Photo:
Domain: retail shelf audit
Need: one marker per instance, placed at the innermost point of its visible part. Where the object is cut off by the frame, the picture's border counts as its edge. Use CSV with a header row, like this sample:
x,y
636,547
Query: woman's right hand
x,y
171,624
################
* Your task *
Every line of the data above should be retyped precisely.

* Solved exercise *
Photo:
Domain: retail shelf audit
Need: one marker per instance, placed at the innermost point of its visible part. Where the object is cut off by the frame, the picture's border counts as its edge. Use CSV with a header row, like this sample:
x,y
636,547
Query: woman's right hand
x,y
171,624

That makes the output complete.